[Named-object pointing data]

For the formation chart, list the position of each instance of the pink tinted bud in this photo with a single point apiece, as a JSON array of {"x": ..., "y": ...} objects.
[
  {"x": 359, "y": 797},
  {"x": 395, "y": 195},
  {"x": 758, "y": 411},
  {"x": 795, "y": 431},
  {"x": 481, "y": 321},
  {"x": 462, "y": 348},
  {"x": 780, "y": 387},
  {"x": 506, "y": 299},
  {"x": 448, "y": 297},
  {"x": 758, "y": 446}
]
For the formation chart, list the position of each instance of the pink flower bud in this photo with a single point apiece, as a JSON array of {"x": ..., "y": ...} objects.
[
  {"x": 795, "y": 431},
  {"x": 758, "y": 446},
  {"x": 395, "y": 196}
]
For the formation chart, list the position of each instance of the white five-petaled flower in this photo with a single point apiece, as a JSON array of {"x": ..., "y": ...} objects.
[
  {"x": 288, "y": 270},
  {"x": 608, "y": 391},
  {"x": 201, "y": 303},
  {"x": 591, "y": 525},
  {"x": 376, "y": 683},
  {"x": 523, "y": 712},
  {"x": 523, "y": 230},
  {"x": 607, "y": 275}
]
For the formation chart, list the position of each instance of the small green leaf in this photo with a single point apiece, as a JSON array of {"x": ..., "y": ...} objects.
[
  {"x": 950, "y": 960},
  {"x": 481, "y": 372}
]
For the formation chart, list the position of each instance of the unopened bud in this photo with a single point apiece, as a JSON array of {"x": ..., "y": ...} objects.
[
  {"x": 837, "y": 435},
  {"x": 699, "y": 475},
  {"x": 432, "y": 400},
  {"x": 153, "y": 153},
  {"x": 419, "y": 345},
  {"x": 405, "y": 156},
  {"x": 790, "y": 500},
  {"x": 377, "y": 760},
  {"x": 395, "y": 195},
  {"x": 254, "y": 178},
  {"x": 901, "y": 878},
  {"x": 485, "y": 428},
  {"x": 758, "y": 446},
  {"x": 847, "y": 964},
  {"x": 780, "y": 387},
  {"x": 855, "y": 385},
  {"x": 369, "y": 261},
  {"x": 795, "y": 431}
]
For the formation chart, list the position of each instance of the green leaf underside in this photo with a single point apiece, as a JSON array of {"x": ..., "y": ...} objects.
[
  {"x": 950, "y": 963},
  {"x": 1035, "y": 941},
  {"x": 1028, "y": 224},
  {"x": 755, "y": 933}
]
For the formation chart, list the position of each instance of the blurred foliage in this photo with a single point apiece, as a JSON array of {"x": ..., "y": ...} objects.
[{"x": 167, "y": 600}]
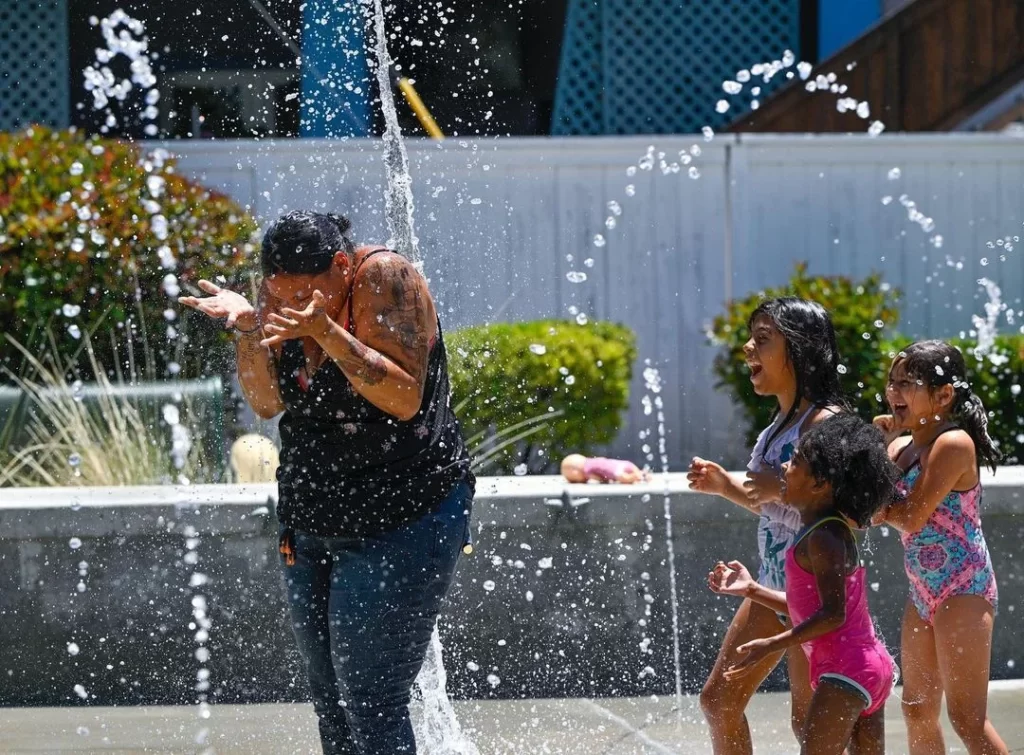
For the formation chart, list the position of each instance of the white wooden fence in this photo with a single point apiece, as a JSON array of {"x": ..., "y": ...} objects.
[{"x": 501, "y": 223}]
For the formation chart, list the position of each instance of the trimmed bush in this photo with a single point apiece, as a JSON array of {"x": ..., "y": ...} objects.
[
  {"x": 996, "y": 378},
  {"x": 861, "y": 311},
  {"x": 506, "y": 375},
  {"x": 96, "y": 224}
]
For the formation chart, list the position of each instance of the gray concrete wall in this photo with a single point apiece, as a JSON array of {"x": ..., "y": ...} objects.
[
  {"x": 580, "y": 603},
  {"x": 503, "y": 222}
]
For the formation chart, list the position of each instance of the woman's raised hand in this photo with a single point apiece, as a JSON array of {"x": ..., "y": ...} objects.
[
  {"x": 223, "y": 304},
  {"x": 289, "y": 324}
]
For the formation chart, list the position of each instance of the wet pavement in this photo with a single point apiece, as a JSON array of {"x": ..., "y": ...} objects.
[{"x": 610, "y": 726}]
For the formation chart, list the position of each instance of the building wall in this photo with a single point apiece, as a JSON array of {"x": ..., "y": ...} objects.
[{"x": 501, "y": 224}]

◆ **TO BE DONE**: Reproduce all of the data above with each "formation chart" switched to "inventory sheet" and every other character unchanged. Omit the pictures from your output.

◆ **SOLUTION FOR THIS TASK**:
For the inventory sheet, list the position of each instance of the pink tinted bud in this photo with a single point apiece, as a JSON array of {"x": ..., "y": ...} objects.
[
  {"x": 359, "y": 797},
  {"x": 395, "y": 195},
  {"x": 758, "y": 411},
  {"x": 795, "y": 431},
  {"x": 481, "y": 321},
  {"x": 462, "y": 348},
  {"x": 780, "y": 387},
  {"x": 506, "y": 299},
  {"x": 448, "y": 297},
  {"x": 758, "y": 446}
]
For the inventory sheet, list the position of each instance of the pink flower bud in this photo with a single point apiece, as a JSON array of {"x": ..., "y": ...} objects.
[
  {"x": 795, "y": 431},
  {"x": 758, "y": 446},
  {"x": 395, "y": 196}
]
For the inventory sheet, list the position of each instance of the white five-petaled flower in this photo with a single point apiece, as a JSON array of {"x": ..., "y": ...} objects.
[
  {"x": 288, "y": 270},
  {"x": 608, "y": 391},
  {"x": 201, "y": 303},
  {"x": 591, "y": 525},
  {"x": 376, "y": 683},
  {"x": 523, "y": 712},
  {"x": 523, "y": 230},
  {"x": 607, "y": 275}
]
For the inventory sheet, list the position of each instance of the small green leaf in this photo with a single point apiece, as a JSON array of {"x": ..., "y": ...} objects.
[
  {"x": 950, "y": 960},
  {"x": 481, "y": 372}
]
For the inventory sheet, list the position of each instance of the unopened bud in this photo with a single point apiece, as a JSON array of {"x": ..., "y": ...} objects.
[
  {"x": 837, "y": 435},
  {"x": 699, "y": 475},
  {"x": 432, "y": 400},
  {"x": 153, "y": 153},
  {"x": 419, "y": 345},
  {"x": 405, "y": 156},
  {"x": 790, "y": 500},
  {"x": 377, "y": 760},
  {"x": 395, "y": 195},
  {"x": 254, "y": 178},
  {"x": 901, "y": 878},
  {"x": 485, "y": 428},
  {"x": 758, "y": 446},
  {"x": 847, "y": 964},
  {"x": 780, "y": 387},
  {"x": 855, "y": 385},
  {"x": 369, "y": 261},
  {"x": 795, "y": 431}
]
For the inventory sheet, list the position of each instance of the green leaf underside in this photo with a single point apiece, as a JSON array of {"x": ..., "y": ...} objects.
[
  {"x": 950, "y": 963},
  {"x": 1035, "y": 941},
  {"x": 1028, "y": 224},
  {"x": 755, "y": 933}
]
For the inventory sheet, list the position of each instance of the blurred foliage in this photo with a single point apiece, as a JSON array of {"x": ..., "y": ...} objects.
[{"x": 167, "y": 600}]
For the inventory sheet, list the position of each instance of the white wooden fence in this photo with a single point apiece, as a JSON array of {"x": ..., "y": ...} objects.
[{"x": 501, "y": 223}]
For the inventory sheet, list the position of each instance of the trimmed bush in this photo with a single point apiece, as a JSON array of {"x": ..., "y": ...} objects.
[
  {"x": 996, "y": 378},
  {"x": 861, "y": 311},
  {"x": 506, "y": 375},
  {"x": 96, "y": 224}
]
For the inventory sheet, list the position of each instance of the gray concrete wall in this photo with a single point apiece, as a JSON array of {"x": ..., "y": ...} objects.
[
  {"x": 580, "y": 603},
  {"x": 503, "y": 222}
]
For the inventory sheet, list the position of each instance of the woman's raised hand in this photo with a single point apiece, as a JSON array of {"x": ..., "y": ...} objects.
[
  {"x": 223, "y": 304},
  {"x": 289, "y": 324}
]
For the inventory sheet, list the position of each instance of the wet pavement in this photo with a single point apiece, as a JSON array of {"x": ..., "y": ...} objects.
[{"x": 610, "y": 726}]
For the inventory sheet, list the position of each instance of the building wall in this photo with a single point apiece, as a JSON array of {"x": ..., "y": ...} objects.
[{"x": 501, "y": 224}]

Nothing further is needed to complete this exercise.